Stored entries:
►

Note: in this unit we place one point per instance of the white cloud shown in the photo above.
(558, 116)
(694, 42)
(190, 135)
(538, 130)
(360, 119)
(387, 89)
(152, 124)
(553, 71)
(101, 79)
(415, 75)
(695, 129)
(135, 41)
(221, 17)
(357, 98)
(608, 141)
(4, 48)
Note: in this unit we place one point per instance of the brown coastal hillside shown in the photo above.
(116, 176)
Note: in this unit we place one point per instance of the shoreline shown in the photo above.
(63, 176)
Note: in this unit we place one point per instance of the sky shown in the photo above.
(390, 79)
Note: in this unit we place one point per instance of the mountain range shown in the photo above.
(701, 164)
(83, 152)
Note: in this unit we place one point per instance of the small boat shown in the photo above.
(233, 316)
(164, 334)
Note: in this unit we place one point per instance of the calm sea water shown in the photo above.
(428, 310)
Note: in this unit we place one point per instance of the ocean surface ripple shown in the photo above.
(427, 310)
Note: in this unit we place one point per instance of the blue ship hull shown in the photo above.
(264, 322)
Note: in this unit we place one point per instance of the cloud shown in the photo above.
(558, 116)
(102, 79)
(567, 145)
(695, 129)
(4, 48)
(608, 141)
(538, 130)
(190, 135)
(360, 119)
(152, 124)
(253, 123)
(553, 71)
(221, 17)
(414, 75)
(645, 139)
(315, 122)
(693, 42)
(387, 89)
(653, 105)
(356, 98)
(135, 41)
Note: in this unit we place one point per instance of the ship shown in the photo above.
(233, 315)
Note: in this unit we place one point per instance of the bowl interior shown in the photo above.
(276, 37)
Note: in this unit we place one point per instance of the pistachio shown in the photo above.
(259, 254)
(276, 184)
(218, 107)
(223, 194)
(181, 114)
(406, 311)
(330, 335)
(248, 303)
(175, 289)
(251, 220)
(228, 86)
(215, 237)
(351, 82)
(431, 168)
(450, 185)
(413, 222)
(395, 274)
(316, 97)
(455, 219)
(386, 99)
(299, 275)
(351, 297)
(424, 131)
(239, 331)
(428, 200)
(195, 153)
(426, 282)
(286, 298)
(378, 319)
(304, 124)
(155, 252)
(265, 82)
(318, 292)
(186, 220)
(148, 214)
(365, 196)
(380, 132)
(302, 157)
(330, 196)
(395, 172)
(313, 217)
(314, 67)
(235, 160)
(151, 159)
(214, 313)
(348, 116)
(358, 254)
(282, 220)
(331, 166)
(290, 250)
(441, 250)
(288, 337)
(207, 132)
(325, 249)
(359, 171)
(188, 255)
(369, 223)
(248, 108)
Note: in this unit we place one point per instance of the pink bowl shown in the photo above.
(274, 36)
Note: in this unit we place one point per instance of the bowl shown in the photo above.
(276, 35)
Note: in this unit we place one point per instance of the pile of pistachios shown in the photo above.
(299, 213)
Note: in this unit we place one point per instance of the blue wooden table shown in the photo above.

◄

» Exercise directions: All entries shown above should be printed again exactly.

» Answer to the problem:
Note: in this unit we place one point per instance of the white cloud shown in the photo above.
(558, 116)
(694, 42)
(190, 135)
(538, 130)
(360, 119)
(387, 89)
(152, 124)
(553, 71)
(101, 79)
(415, 75)
(695, 129)
(135, 41)
(221, 17)
(357, 98)
(608, 141)
(4, 48)
Note: in this unit we place one point per instance of the brown coastal hillside shown in the photo above.
(116, 176)
Note: in this unit we place one point per instance of the shoreline shown in the photo above.
(63, 176)
Note: in this unit we place one point per instance of the sky shown in the photo above.
(390, 79)
Note: in this unit we place one point per instance of the mountain range shown in the photo above.
(701, 164)
(83, 152)
Note: in this unit we place one point per instance of the small boat shown in the photo above.
(233, 316)
(164, 334)
Note: in this unit we place one point per instance of the calm sea water shown in the photo above.
(428, 310)
Note: in this unit we place one point per instance of the ocean surface ripple shown in the photo above.
(427, 310)
Note: in this unit we place one point per instance of the blue ship hull shown in the photo above.
(264, 322)
Note: in this unit we place one point per instance of the cloud shown in the photo above.
(558, 116)
(102, 79)
(567, 145)
(695, 129)
(4, 48)
(608, 141)
(538, 130)
(190, 135)
(360, 119)
(152, 124)
(253, 123)
(553, 71)
(221, 17)
(414, 75)
(645, 139)
(315, 122)
(693, 42)
(387, 89)
(653, 105)
(356, 98)
(135, 41)
Note: in this unit we place one point per instance of the ship shown in the photo above.
(233, 315)
Note: in this unit we place one point per instance of the bowl interior shown in the photo above.
(276, 37)
Note: in this unit we place one point per instance of the pistachio shown in the photo above.
(259, 254)
(276, 184)
(218, 107)
(223, 194)
(181, 114)
(406, 311)
(330, 335)
(248, 303)
(175, 289)
(251, 220)
(228, 86)
(215, 237)
(351, 82)
(431, 168)
(450, 185)
(413, 222)
(395, 274)
(316, 97)
(455, 219)
(386, 99)
(299, 275)
(351, 297)
(424, 131)
(239, 331)
(428, 200)
(195, 153)
(426, 282)
(286, 298)
(378, 319)
(304, 124)
(155, 252)
(265, 82)
(318, 292)
(186, 220)
(148, 214)
(365, 196)
(380, 132)
(302, 157)
(330, 196)
(395, 172)
(313, 217)
(314, 67)
(235, 160)
(151, 159)
(214, 313)
(348, 116)
(358, 254)
(282, 220)
(331, 166)
(290, 250)
(441, 250)
(288, 337)
(207, 132)
(325, 249)
(359, 171)
(188, 255)
(369, 223)
(248, 108)
Note: in this unit we place one point per instance of the pink bowl shown in the photo above.
(274, 36)
Note: in this unit we place one point per instance of the bowl shown in the photo above.
(276, 35)
Note: in this unit we place one point per instance of the pile of pistachios shown in the photo above.
(299, 213)
Note: in this unit we place one point per instance of the blue wooden table shown in the photo above.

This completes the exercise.